----- Records for this exercise -----

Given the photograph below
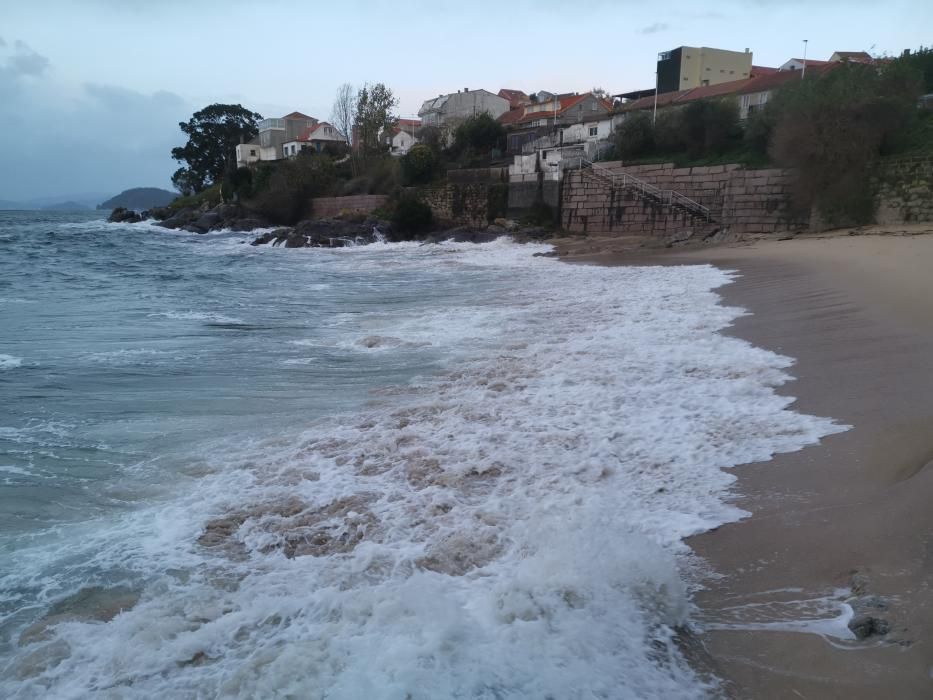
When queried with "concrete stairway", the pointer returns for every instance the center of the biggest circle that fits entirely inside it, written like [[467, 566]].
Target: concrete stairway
[[674, 201]]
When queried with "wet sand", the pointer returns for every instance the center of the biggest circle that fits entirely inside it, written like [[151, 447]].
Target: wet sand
[[852, 515]]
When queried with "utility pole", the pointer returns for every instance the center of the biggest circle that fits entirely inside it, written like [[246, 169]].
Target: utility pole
[[654, 117]]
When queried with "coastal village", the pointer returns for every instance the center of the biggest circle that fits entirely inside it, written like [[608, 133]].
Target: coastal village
[[690, 158]]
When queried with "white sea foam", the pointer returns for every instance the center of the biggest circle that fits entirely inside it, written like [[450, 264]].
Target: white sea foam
[[511, 527], [10, 362], [207, 316]]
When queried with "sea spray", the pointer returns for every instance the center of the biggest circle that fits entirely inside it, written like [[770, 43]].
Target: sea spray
[[506, 522]]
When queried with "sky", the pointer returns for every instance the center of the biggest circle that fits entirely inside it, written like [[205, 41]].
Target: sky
[[91, 91]]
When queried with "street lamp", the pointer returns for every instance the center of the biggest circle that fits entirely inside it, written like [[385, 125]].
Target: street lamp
[[654, 117]]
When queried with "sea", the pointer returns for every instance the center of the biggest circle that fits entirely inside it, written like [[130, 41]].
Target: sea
[[395, 471]]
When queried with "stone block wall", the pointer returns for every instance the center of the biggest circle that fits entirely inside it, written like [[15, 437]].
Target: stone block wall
[[328, 207], [904, 191], [467, 204], [744, 201]]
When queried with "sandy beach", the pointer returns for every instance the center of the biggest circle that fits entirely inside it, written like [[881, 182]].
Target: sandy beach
[[848, 519]]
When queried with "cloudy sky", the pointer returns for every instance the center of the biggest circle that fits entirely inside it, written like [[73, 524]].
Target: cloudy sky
[[91, 91]]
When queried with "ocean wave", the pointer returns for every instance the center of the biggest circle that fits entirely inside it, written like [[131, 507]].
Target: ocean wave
[[510, 527], [196, 316], [10, 362]]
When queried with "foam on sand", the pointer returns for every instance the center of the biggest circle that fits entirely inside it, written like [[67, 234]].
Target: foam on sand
[[511, 527]]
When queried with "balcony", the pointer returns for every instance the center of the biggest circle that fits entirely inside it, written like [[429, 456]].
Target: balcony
[[268, 124]]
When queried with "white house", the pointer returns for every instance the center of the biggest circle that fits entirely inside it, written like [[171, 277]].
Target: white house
[[448, 111], [313, 138], [402, 136]]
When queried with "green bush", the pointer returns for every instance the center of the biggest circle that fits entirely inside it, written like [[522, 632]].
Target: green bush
[[419, 165], [710, 127], [634, 137], [412, 216], [479, 136], [833, 128], [282, 192]]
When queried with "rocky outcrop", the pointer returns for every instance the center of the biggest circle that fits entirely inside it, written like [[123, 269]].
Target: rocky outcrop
[[328, 233], [124, 216], [203, 219]]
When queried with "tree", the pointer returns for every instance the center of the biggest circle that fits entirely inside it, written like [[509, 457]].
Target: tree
[[479, 135], [343, 113], [634, 137], [374, 107], [710, 126], [832, 128], [419, 164], [213, 134]]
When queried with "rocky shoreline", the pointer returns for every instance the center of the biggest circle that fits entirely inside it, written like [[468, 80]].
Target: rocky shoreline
[[323, 232]]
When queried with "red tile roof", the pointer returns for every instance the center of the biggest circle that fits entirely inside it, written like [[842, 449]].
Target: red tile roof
[[308, 133], [512, 116], [854, 56], [516, 98]]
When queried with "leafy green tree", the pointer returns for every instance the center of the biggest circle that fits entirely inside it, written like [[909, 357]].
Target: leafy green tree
[[374, 105], [831, 128], [634, 137], [213, 134], [479, 135], [710, 127], [419, 164]]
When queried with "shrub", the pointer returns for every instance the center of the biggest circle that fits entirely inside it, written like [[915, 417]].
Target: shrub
[[668, 132], [479, 135], [282, 192], [412, 216], [710, 127], [634, 137], [832, 129], [419, 165]]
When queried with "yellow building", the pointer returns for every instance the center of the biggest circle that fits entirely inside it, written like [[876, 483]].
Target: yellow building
[[691, 66]]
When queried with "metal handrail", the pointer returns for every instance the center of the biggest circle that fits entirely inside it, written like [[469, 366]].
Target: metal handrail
[[629, 181]]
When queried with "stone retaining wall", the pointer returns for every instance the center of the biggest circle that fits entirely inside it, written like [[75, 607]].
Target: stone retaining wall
[[328, 207], [744, 201], [467, 204], [904, 191]]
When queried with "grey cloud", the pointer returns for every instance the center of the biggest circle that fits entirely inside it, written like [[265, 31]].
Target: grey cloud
[[23, 61], [130, 135], [654, 28]]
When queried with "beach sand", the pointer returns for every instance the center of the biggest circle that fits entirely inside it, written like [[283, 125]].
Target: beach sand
[[852, 515]]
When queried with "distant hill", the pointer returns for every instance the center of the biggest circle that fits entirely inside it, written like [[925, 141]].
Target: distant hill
[[66, 206], [139, 198]]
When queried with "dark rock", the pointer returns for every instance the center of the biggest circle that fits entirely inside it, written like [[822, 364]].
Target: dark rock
[[247, 224], [124, 216], [209, 220], [181, 218], [160, 213], [865, 626]]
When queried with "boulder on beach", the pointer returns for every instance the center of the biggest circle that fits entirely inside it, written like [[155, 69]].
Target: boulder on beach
[[120, 215]]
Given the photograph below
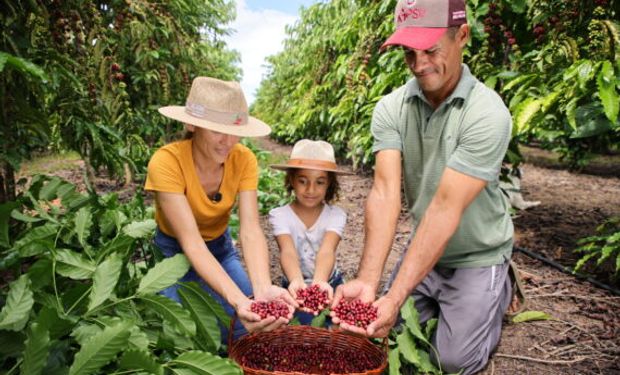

-----

§ **Task details**:
Reproduce the entire listing above line for line, without changes, and omit the pictures from your output.

§ **Result below**:
Given the photograph below
When queried with "concrete stairway", the pointer returns for every instance the center of the biggest circle that fits entirely inside it, written like [[467, 566]].
Target: concrete stairway
[[674, 201]]
When queried with "wet sand", the pointer returns for every instance the center of the biggest circle that fits entirely inside it, written like [[151, 447]].
Target: wet sand
[[852, 515]]
When queried with "utility pole", the pointer returns for every instance the center of the biggest circle that fits entirely inside it, written like [[246, 169]].
Target: utility pole
[[654, 117]]
When queried with "coastal village", the pointer returns for every instance the center of the biggest circle that fits entirely inside it, written like [[608, 133]].
Target: coastal village
[[690, 158]]
When queried with "white sea foam", the pointer returns for every instance the center of the biggest circle that fits entirely inside it, written like [[450, 264]].
Target: white sea foam
[[511, 527], [10, 362], [207, 316]]
When queried with "sea spray", the pointer returns for every instance the center of the biggest circle that fits entirely inside it, written like [[770, 43]].
Target: sea spray
[[506, 522]]
When queried with "sky", the pointer returns for every instance the center of the biggest circle that fits entirely inside it, written like [[205, 41]].
Target: sky
[[91, 91]]
When queried with "street lamp", the pointer returns for every instance the center of the biggest circle that fits entirely inside it, written like [[385, 125]].
Target: street lamp
[[654, 117]]
When queried with "sea", the pointer returns for every instance the center of the biggest circle that fits entirely inside it, written like [[130, 41]].
Target: sea
[[395, 471]]
When queried with "stone block wall", the pointer returns for every instance the center of the biggest circle that fits entirely inside it, written like [[15, 437]].
Target: stone block wall
[[328, 207], [904, 191], [467, 204], [744, 201]]
When queried with "sandy beach", the pointer returns for every instance the center of the biggest circle that fits entirely inside it, written like [[881, 182]].
Target: sandy beach
[[848, 519]]
When queried with "cloudy sky", the pointer returns for every instance the center of the biggest circle that fits entirely inside it, written like [[73, 524]].
Target: cloudy sky
[[91, 91]]
When queried with "ocean wave", the pointer returns for every instance the center of the biggest circle that fits entirely inside it, written like [[131, 507]].
Target: ocean wave
[[510, 527], [196, 316], [10, 362]]
When queried with "foam on sand", the pointer returns for every instance the center of the biggest circle that fits entirely inside it, written like [[67, 234]].
Target: foam on sand
[[511, 527]]
When queried with "balcony", the pointer returns for every instance the center of the biggest circle that fits entirely inside it, written like [[429, 456]].
Target: balcony
[[268, 124]]
When queried with "white house", the pointer returns for every instance the center of the biggest circle that fits entirely inside it, written like [[171, 277]].
Target: white house
[[448, 111], [313, 138], [402, 136]]
When queried with "green bush", the pointer returns for every instance the center of the biggest circle that fits entirely inside it, written like [[522, 632]].
Target: green bush
[[419, 165], [710, 127], [634, 137], [412, 216], [479, 136], [833, 128], [282, 192]]
When queried with "rocky outcrop", the pointer returns for every instance the center of the biggest circle that fits entirely inside it, written like [[123, 269]].
Target: rocky outcrop
[[328, 233], [124, 216], [203, 219]]
When queried with "tree", the pointer returns for every instance the center of the biggest circle that fits entirely inside it, written like [[509, 457]].
Target: tree
[[479, 135], [343, 113], [634, 137], [374, 107], [710, 126], [832, 128], [419, 164], [213, 134]]
When queried with "rocky shoreline", the pointer returns for every instance the center of the biggest circle that fits entirely inside it, written like [[468, 80]].
Target: rocky shoreline
[[323, 232]]
When queried with "red tile roof", the pointer returns for every instance the center of the biggest circle that fits entirely inside it, written like [[842, 449]].
Target: red tile roof
[[308, 133], [512, 116], [854, 56], [516, 98]]
When queried with "leafy green tree", the pointer returns for every instance the center of the biggest circle that fits entirely inside it, written like [[909, 357]].
Target: leafy green tree
[[374, 105], [831, 128], [634, 137], [213, 134], [479, 135], [710, 127], [419, 164]]
When queried with "shrub", the pointer returns for every instance the center of the biggest circle that fits entirely inside it, written like [[915, 417]].
Target: shrub
[[668, 132], [479, 135], [282, 192], [412, 216], [710, 127], [634, 137], [832, 129], [419, 165]]
When queried with "yellow building", the pointer returns for every instance the center of the biggest circle that fits entirely inside it, written like [[876, 483]].
Target: yellow building
[[691, 66]]
When queried with "metal handrail", the pointer returns for every instance the center of the biggest circle that fits entirely inside it, written like [[469, 366]].
Target: metal handrail
[[629, 181]]
When queried with "stone retaining wall", the pointer returns for every instance the center of the biggest circle that fits entirely inside it, written like [[75, 607]].
Target: stone retaining wall
[[328, 207], [744, 201], [467, 204], [904, 191]]
When queried with "grey cloud", the pointer returns for every instance the center of the biggest circle that fits entirely inside it, written like [[265, 31]].
Target: grey cloud
[[23, 61], [130, 135], [654, 28]]
When queried with "beach sand", the pointer returns for every instance the center of the biggest circle that fits entirely inside it, written like [[283, 125]].
Target: beach sand
[[852, 515]]
When queried with "distant hill", the pointer returns for every instance the center of the biggest circle that fits entirely inside it, written like [[925, 141]].
Target: distant hill
[[66, 206], [139, 198]]
When queried with "dark rock", the pointer returns for every instance the center of the biggest circle that fits entirely inside it, written like [[822, 364]].
Target: dark rock
[[247, 224], [124, 216], [209, 220], [181, 218], [160, 213], [865, 626]]
When queried with "boulder on beach", the pointer returns for every instance the center of the biggest circle that fits entirely inside it, written like [[155, 69]].
Target: boulder on beach
[[120, 215]]
Given the photograph below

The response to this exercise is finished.